PROVIDED DATA:
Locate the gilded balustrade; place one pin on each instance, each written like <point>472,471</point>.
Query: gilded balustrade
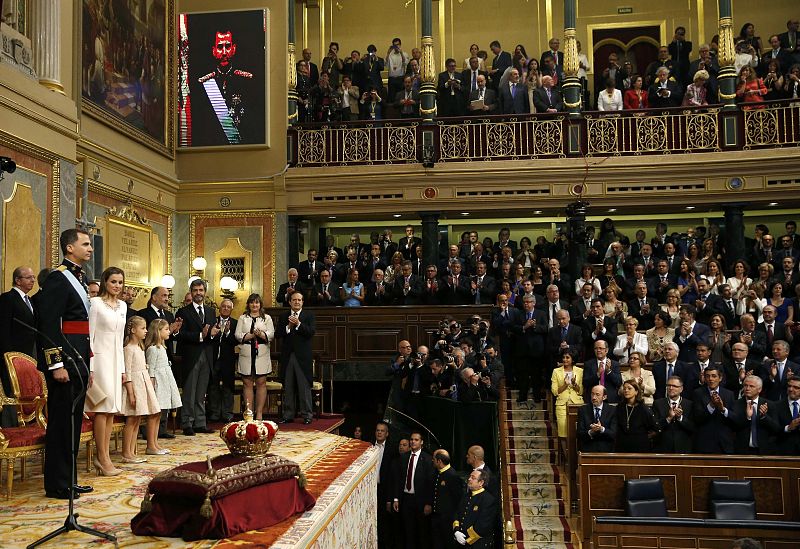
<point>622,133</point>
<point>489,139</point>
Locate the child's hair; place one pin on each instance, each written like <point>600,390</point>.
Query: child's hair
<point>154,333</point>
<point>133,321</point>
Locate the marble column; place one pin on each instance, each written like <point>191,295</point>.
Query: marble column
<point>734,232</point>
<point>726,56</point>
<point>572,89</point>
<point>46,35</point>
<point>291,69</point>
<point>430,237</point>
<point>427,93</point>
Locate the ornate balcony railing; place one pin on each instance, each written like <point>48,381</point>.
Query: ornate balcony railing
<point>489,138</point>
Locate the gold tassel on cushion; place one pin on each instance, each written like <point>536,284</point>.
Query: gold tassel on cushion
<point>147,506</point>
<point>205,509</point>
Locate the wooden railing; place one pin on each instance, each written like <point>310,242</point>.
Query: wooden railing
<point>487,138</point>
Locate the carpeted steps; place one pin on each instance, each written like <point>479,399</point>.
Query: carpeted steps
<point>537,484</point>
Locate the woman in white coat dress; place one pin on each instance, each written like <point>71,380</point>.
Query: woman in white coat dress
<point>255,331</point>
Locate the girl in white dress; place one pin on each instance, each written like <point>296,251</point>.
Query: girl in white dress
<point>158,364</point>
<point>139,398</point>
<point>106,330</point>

TASK STATEMENT:
Change "marble column" to "stone pillar" everywhere it appears in the listing above, and write out the whole listing again with everything else left as it is. Leave the pictures out.

THE RESULT:
Locate the gilded balustrade; place one pin on each instance, each written like <point>472,471</point>.
Query: gilded balustrade
<point>622,133</point>
<point>489,139</point>
Locate the child's hair; place one pin on each instance, each written like <point>600,390</point>.
Query: child's hair
<point>154,333</point>
<point>133,321</point>
Locate the stone pillar; place one pin on each instance, each written like <point>191,295</point>.
Query: stone pillar
<point>734,232</point>
<point>726,56</point>
<point>572,89</point>
<point>46,35</point>
<point>291,69</point>
<point>430,237</point>
<point>427,93</point>
Locate the ornate balcony railing; place one pin on each instance, each written like <point>48,381</point>.
Query: ornate balcony railing
<point>489,138</point>
Locate the gold tassel on cushion; place one pin on each instance, each written like <point>536,284</point>.
Query: gold tassel on cushion
<point>147,506</point>
<point>205,509</point>
Locate the wooden railing; place one pin on each instance, each written like <point>310,242</point>.
Query: wooden railing
<point>487,138</point>
Locate the carpeted steps; place one pin on each instance, each written like <point>479,399</point>.
Query: carpeted steps
<point>537,484</point>
Locate the woman in white coat dress; place one pin on each instance, each written like <point>71,380</point>.
Query: woman in white coat dress
<point>255,331</point>
Locate the girl in white dress; place one pin on each instance, each written like <point>296,251</point>.
Query: girl in white dress
<point>158,364</point>
<point>139,398</point>
<point>106,330</point>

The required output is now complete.